Text>
== == ==
AMY GOODMAN: Today, we’re broadcasting from London, and we’re joined by Russell Brand. Up until last year, Russell Brand was best known for being one of the most popular comedians here in Britain. His résumé includes hosting the reality TV show Big Brother’s Big Mouth, a stint as a BBC radio host and starring roles in the films St. Trinian’s, Forgetting Sarah Marshall and Get Him to the Greek. He also hosted the MTV Movie Awards.But in recent years, Russell Brand has emerged as one of the most prominent voices of the British left. He has taken part in anti-austerity protests, spoken at Occupy Wall Street and marched with the hacker collective Anonymous. A recovering addict himself, Russell Brand has also become a leading critic of Britain’s drug laws.
Last year, he guest-edited the New Statesman, a political and current affairs magazine here in Britain. The issue included cover art by Shepard Fairey and articles by Noam Chomsky, Naomi Klein, among many others.
He then appeared on BBC Newsnight in an interview with the well-known BBC host Jeremy Paxman. The video became a YouTube sensation.
JEREMY PAXMAN: Is it true you don’t even vote?
RUSSELL BRAND: Yeah, no, I don’t vote.
JEREMY PAXMAN: Well, how do you have any authority to talk about politics then?
RUSSELL BRAND: Well, I don’t get my authority from this pre-existing paradigm which is quite narrow and only serves a few people. I look elsewhere for alternatives that might be of service to humanity. Alternative means alternative political systems.
JEREMY PAXMAN: They being?
RUSSELL BRAND: Well, I’ve not invented it yet, Jeremy. I had to do a magazine last week. I’ve had a lot on my plate. But I say—but here’s the thing that you shouldn’t do: shouldn’t destroy the planet, shouldn’t create massive economic disparity, shouldn’t ignore the needs of the people. The burden of proof is on the people with the power, not people who like doing a magazine for a novelty.
JEREMY PAXMAN: How do you imagine that people get power?
RUSSELL BRAND: Well, I imagine there are sort of hierarchical systems that have been preserved through generations—
JEREMY PAXMAN: They get power by being voted in. That’s how they get it.
RUSSELL BRAND: Well, you say that, Jeremy, but like—
JEREMY PAXMAN: You can’t even be asked to vote.
RUSSELL BRAND: It’s quite narrow—quite a narrow prescriptive parameter that changes within the—
JEREMY PAXMAN: In a democracy, that’s how it works.
RUSSELL BRAND: Well, I don’t think it’s working very well, Jeremy, given that the planet is being destroyed, given that there is economic disparity of a huge degree. What you’re saying, there’s no alternative. There’s no alternative, just this system.
== == ==
Excerpts from a detection dataset
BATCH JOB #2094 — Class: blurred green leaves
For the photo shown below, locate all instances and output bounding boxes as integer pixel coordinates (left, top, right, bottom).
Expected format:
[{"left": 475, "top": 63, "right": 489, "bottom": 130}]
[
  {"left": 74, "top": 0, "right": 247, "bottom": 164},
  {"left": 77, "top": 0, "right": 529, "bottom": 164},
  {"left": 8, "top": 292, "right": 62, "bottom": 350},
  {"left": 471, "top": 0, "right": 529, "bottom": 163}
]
== == ==
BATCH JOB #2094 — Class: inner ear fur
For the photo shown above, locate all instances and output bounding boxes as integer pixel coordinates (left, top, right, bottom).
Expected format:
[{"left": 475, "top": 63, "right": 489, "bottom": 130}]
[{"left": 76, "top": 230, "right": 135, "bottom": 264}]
== == ==
Request 1>
Answer these about the Russell Brand transcript:
(a) What reality TV show did Brand host?
(b) Which magazine did he guest-edit last year?
(c) On which BBC program did Jeremy Paxman interview him?
Request 2> Quote the Russell Brand transcript from "RUSSELL BRAND: Well, I imagine" to "just this system.".
Request 3> Continue the Russell Brand transcript past its last line.

Output 1>
(a) Big Brother's Big Mouth
(b) The New Statesman
(c) BBC Newsnight

Output 2>
RUSSELL BRAND: Well, I imagine there are sort of hierarchical systems that have been preserved through generations—
JEREMY PAXMAN: They get power by being voted in. That’s how they get it.
RUSSELL BRAND: Well, you say that, Jeremy, but like—
JEREMY PAXMAN: You can’t even be asked to vote.
RUSSELL BRAND: It’s quite narrow—quite a narrow prescriptive parameter that changes within the—
JEREMY PAXMAN: In a democracy, that’s how it works.
RUSSELL BRAND: Well, I don’t think it’s working very well, Jeremy, given that the planet is being destroyed, given that there is economic disparity of a huge degree. What you’re saying, there’s no alternative. There’s no alternative, just this system.

Output 3>
JEREMY PAXMAN: No, I’m not saying that. I’m saying—
RUSSELL BRAND: Brilliant.
JEREMY PAXMAN: —if you can’t be asked to vote, why should we be asked to listen to your political point of view?
RUSSELL BRAND: You don’t have to listen to my political point of view. But it’s not that I’m not voting out of apathy. I’m not voting out of absolute indifference and weariness and exhaustion from the lies, treachery, deceit of the political class that has been going on for generations now and which has now reached fever pitch, where we have a disenfranchised, disillusioned, despondent underclass that are not being represented by that political system. So, voting for it is tacit complicity with that system, and that’s not something I’m offering up.
JEREMY PAXMAN: Why don’t you change it then?
RUSSELL BRAND: I’m trying to.
JEREMY PAXMAN: Well, why don’t you start by voting?
RUSSELL BRAND: I don’t think it works. People have voted already, and that’s what’s created the current paradigm.
JEREMY PAXMAN: Well, when did you last vote?
RUSSELL BRAND: Never.
JEREMY PAXMAN: You’ve never, ever voted?
RUSSELL BRAND: No. Do you think that’s really bad?
JEREMY PAXMAN: So, you’ve struck an attitude, what? Before the age of 18?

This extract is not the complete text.